• _Work to complete_
First find the line with "Spot the car" in the entries below, then set down exactly every line through the line with "Spot the gray", that line included.

Saved data entries:
________________________

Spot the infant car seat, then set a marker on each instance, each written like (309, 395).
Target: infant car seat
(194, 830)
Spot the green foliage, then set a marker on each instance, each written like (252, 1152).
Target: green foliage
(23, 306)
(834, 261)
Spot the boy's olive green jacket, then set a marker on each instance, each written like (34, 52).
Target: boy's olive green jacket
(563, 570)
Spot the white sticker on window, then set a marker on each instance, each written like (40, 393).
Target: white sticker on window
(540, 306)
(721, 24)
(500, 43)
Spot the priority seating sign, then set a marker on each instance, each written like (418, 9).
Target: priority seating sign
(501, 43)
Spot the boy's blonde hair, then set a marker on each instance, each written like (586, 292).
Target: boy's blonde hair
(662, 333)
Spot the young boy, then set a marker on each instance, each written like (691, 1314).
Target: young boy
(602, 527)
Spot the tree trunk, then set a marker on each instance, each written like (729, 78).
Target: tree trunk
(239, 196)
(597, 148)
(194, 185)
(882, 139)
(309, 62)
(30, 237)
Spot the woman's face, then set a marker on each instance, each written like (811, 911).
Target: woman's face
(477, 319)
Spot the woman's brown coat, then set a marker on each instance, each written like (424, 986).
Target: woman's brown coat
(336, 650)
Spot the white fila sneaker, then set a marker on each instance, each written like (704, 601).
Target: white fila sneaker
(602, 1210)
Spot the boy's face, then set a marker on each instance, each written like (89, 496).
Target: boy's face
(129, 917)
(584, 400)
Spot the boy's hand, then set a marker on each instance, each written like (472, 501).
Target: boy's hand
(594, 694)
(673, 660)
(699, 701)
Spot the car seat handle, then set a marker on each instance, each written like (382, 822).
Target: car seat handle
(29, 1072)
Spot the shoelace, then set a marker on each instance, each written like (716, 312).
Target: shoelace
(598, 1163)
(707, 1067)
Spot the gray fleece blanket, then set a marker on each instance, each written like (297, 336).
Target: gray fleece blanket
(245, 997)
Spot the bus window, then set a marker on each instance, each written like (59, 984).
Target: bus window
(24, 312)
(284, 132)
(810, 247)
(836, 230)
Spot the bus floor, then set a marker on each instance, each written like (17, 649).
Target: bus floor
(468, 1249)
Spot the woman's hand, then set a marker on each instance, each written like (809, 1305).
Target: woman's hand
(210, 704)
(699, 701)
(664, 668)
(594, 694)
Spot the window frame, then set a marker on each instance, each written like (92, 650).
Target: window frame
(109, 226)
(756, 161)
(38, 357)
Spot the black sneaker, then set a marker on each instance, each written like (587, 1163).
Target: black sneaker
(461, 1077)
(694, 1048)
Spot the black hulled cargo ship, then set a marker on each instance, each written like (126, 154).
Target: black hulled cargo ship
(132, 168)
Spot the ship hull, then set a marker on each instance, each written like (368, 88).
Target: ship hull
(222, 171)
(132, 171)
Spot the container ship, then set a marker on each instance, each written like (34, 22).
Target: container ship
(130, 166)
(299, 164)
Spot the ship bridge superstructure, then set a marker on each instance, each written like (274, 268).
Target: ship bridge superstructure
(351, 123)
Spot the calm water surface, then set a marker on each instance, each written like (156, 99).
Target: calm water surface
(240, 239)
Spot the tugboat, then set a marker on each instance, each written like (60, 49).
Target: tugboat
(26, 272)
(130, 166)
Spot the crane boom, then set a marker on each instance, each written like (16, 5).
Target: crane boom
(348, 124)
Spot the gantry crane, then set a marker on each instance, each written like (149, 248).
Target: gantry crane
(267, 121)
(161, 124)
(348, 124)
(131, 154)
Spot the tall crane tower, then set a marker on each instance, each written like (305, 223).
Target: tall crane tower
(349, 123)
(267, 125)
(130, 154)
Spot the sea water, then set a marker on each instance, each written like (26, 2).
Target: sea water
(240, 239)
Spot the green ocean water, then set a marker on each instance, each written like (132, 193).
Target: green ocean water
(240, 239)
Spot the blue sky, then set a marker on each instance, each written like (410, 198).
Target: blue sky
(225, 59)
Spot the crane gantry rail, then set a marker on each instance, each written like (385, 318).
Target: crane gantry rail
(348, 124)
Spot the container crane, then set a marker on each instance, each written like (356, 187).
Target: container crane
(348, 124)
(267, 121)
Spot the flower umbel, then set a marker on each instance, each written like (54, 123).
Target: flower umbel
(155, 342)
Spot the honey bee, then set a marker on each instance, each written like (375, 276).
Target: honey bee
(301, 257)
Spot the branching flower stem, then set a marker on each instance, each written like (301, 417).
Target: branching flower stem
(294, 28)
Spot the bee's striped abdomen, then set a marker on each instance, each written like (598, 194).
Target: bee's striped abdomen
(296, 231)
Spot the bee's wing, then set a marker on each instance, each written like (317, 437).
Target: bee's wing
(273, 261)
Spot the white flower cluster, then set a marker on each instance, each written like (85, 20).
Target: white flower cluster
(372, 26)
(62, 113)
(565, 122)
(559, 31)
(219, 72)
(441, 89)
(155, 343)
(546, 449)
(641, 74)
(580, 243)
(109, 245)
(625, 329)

________________________

• _Response area_
Spot the car seat handle, then set a marker on each instance, each written like (382, 822).
Target: car seat handle
(29, 1072)
Spot the shoelace, then set a marker on each instance, each written like (716, 312).
Target: shoelace
(598, 1163)
(707, 1067)
Spot the gray fleece blanket, then set a marker on each instance, each written like (297, 336).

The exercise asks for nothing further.